■ WRITTEN PROBLEM: How many of the lines below contain the word "green"? Reply with the number alone.

▽

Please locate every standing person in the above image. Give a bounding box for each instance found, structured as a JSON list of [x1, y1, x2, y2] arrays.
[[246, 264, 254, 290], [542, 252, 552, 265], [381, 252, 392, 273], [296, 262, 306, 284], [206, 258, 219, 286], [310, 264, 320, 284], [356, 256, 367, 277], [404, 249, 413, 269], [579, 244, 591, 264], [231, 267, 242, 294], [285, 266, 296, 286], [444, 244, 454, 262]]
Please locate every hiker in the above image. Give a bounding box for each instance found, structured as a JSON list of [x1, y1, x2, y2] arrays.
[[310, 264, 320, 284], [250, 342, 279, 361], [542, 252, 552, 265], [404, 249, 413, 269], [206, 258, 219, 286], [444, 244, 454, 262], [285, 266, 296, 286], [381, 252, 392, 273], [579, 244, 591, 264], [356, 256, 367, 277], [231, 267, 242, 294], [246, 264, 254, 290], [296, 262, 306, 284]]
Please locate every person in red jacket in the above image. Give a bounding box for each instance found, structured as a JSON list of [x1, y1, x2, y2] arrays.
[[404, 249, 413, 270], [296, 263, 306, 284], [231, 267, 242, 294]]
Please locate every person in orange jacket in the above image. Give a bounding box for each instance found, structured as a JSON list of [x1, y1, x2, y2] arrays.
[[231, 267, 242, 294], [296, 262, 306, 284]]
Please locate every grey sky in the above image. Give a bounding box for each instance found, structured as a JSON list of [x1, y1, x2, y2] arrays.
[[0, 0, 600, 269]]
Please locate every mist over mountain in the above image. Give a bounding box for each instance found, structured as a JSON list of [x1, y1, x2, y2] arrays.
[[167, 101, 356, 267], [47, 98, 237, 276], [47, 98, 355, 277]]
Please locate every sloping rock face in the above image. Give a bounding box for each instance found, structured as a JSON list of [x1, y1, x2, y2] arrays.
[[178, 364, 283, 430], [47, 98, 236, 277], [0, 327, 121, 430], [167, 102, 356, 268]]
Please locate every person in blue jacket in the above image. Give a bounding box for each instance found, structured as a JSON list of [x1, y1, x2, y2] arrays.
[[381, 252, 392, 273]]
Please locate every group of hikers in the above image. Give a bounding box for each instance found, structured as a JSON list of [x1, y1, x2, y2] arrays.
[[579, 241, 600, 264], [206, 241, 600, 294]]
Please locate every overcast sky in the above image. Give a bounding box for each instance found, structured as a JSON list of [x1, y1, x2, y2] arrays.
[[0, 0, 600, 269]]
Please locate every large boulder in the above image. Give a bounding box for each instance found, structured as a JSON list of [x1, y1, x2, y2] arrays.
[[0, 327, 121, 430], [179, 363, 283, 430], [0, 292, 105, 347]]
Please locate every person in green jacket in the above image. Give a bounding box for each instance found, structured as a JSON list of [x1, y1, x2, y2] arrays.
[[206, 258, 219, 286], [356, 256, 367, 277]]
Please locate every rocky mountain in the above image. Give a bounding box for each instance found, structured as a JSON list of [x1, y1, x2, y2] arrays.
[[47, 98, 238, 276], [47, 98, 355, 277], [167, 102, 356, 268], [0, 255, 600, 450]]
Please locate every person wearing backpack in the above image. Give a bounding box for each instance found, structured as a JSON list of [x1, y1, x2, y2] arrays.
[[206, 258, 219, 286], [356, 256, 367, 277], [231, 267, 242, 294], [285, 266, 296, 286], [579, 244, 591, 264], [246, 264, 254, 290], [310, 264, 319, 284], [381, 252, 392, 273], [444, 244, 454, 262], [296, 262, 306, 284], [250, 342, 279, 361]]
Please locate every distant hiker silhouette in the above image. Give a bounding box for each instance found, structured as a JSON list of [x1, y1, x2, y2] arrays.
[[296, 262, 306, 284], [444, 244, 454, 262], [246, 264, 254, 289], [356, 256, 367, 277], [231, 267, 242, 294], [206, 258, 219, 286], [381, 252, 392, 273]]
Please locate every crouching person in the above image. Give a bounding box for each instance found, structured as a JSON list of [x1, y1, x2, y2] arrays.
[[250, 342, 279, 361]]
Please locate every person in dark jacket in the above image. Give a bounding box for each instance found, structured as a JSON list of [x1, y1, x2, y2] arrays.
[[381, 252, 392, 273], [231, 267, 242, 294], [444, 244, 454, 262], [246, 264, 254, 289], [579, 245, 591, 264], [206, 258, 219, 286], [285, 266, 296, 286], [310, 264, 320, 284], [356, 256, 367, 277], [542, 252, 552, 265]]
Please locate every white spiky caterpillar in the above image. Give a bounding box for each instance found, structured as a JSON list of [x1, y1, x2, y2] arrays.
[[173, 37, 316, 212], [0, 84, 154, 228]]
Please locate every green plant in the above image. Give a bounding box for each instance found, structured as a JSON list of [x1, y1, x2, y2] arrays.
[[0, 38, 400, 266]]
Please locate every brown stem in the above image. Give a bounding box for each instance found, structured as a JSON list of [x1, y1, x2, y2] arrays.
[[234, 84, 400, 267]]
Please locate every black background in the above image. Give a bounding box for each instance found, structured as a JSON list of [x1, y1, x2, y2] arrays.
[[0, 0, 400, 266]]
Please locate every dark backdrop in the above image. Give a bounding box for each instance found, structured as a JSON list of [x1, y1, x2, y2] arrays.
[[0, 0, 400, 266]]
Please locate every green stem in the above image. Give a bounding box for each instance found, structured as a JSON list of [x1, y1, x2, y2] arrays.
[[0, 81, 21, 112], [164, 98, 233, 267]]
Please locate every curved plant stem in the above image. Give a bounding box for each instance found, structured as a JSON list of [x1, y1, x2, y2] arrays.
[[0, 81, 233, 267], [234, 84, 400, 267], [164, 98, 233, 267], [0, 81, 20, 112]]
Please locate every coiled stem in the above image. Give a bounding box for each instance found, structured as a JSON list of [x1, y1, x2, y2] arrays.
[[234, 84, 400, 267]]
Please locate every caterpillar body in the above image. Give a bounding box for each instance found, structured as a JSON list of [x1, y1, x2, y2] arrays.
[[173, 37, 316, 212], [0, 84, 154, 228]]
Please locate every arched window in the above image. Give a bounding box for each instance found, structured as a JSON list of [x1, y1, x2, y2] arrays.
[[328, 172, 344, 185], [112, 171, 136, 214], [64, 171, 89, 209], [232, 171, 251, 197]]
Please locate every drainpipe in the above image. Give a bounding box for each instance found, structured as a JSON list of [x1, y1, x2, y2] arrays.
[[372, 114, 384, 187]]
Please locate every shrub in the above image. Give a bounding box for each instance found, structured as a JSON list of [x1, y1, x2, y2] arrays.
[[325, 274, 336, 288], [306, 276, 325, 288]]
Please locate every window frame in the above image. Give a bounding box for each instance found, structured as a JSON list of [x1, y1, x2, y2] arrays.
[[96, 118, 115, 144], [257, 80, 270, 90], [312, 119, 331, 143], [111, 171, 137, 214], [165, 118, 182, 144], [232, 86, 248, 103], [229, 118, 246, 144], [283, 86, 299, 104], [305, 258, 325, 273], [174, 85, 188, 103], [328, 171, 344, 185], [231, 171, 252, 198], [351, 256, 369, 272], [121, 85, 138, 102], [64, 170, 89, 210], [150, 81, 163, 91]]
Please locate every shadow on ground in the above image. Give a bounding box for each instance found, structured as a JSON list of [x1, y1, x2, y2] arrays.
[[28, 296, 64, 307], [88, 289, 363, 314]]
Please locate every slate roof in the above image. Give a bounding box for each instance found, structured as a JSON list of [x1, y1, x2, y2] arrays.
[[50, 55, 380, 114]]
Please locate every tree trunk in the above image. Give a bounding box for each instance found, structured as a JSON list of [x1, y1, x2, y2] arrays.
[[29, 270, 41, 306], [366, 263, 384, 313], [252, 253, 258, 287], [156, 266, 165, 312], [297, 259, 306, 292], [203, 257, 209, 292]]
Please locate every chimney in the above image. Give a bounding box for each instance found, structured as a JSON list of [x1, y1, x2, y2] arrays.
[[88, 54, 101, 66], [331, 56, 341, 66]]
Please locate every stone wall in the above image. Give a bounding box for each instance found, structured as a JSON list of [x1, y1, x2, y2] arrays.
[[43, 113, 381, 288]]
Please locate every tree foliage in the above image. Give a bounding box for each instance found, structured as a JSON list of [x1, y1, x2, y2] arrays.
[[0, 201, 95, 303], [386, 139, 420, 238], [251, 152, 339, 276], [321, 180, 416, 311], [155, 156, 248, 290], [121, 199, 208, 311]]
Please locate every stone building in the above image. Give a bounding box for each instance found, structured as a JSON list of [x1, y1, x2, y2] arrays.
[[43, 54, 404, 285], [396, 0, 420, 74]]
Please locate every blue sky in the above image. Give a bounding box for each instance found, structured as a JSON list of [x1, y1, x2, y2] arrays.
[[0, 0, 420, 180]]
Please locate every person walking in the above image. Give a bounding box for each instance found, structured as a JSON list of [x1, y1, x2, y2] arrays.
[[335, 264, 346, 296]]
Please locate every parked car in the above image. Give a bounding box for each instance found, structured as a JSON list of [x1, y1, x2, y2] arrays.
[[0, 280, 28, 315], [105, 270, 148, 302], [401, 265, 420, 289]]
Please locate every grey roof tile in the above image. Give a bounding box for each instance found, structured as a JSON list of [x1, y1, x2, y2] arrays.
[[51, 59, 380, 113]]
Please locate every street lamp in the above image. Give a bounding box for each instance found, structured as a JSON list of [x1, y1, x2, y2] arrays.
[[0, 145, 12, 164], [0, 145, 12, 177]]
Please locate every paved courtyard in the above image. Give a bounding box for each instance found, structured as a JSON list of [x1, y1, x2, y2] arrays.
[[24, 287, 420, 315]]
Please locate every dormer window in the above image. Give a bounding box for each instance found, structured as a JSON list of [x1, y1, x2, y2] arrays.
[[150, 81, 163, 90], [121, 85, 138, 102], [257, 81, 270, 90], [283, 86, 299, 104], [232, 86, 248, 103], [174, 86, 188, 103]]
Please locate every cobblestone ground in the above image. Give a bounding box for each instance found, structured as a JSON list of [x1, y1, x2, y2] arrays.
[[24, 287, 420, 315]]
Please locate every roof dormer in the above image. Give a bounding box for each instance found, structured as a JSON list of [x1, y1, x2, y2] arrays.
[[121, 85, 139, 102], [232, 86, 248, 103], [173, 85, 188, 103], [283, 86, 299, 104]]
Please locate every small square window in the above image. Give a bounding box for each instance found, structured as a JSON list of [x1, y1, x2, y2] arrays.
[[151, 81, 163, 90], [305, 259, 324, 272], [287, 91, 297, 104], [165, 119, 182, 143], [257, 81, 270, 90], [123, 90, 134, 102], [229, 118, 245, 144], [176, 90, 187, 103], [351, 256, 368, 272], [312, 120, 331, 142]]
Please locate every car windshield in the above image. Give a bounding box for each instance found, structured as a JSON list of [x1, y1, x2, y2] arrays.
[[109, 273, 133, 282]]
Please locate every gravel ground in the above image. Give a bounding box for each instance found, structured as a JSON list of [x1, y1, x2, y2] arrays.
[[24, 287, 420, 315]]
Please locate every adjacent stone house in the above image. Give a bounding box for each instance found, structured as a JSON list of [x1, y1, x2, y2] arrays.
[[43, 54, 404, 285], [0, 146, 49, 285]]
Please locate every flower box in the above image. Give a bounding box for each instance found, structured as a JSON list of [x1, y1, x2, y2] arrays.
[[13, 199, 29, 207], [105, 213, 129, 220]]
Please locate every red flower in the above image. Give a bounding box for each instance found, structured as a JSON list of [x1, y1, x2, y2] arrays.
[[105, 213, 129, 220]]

△

■ COMPLETED EXERCISE: 3